TASK INSTRUCTIONS:
Here is the listing. Print it exactly.

DATA FOR THIS EXERCISE:
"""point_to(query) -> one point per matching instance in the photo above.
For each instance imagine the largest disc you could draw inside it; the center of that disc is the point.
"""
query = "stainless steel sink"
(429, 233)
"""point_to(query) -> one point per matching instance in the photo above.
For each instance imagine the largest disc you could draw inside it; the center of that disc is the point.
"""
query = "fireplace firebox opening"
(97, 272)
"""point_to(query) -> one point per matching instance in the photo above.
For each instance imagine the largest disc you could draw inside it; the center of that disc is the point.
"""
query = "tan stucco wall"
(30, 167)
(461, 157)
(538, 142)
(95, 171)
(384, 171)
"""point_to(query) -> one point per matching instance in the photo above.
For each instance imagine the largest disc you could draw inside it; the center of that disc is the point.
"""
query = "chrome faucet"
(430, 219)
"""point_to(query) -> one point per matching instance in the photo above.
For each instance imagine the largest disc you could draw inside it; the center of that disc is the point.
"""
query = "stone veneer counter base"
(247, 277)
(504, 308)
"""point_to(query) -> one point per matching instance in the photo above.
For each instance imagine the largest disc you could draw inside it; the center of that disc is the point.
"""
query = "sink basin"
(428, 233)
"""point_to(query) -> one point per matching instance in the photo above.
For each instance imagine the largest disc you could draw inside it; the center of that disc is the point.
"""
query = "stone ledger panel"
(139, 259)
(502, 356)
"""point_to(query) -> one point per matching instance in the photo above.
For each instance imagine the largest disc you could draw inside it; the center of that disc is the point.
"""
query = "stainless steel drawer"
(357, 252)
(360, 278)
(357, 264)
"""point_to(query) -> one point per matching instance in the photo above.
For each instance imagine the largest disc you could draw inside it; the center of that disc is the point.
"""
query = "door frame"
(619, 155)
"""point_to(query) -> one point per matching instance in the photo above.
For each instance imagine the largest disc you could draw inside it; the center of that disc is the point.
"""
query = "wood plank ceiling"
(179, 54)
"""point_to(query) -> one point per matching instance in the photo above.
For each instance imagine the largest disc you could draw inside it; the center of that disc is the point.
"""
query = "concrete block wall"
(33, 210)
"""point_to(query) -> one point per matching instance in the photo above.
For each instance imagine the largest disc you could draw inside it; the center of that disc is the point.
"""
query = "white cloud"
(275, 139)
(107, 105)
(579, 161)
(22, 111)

OUTPUT OF THE EXERCISE:
"""point_to(query) -> one point per matching instance in the photo above.
For each instance imagine the largest disc you could draw inside it; the center of that disc is the point.
"""
query = "stainless steel sink"
(429, 233)
"""point_to(query) -> one point per matching instance in the photo above.
For each instance imagine the largest disc you could draw inside it; the center of that disc is the point.
"""
query = "fireplace firebox opening"
(97, 272)
"""point_to(query) -> one point per matching instance in the photo above.
For each instance imagine the largest disc you could draw inside it; the center of that disc is the point.
"""
query = "tan stucco wall"
(30, 167)
(461, 157)
(538, 142)
(95, 171)
(384, 171)
"""point_to(query) -> one point per matching instance in the photo above.
For each instance imagine the largest disc you could draw inside it; the center of that disc is the point.
"""
query = "chrome faucet"
(430, 219)
"""point_to(query) -> one point per matching instance in the photo above.
For each instance imagine the largest disc you could draw inside it; the center of that disc is the point.
"""
query = "stone veneer counter base"
(247, 277)
(504, 308)
"""point_to(query) -> one point per matching instance in the photo above.
For each instance imagine the largest disc you could draw inside it; the center of that disc is the point.
"""
query = "sink basin"
(428, 233)
"""point_to(query) -> one point per matching instance in the photo above.
For each instance imagine the largest disc you could draw inside it; the center of that disc is the point.
"""
query = "stone ledger panel"
(139, 259)
(502, 356)
"""point_to(query) -> one point per matching instance in the photo above.
For each instance imagine the largest disc you could draw inside it; the center of that disc is the point.
"""
query = "stainless steel drawer"
(357, 252)
(360, 278)
(357, 264)
"""point_to(query) -> one point per matching instance in the photo above.
For each instance imagine the largest disc you could draw inside it; the center of that disc is the point.
"""
query = "door frame"
(619, 155)
"""point_to(query) -> one point per matching instance in the photo above.
For each instance imagine the largest disc you could draw inside it; the center of that disc is the point.
"""
query = "wood plank ceiling"
(179, 54)
"""point_to(query) -> one point per matching instance in the photo above.
For each instance imagine the largest disc you could draw inside it; the center of that disc is the point.
"""
query = "concrete block wall"
(33, 210)
"""point_to(query) -> one point per matching instance in the photo above.
For each instance imagine the largest disc you could draw inside it; the center of that disc is the point.
"""
query = "white cloud"
(275, 139)
(107, 105)
(579, 161)
(22, 111)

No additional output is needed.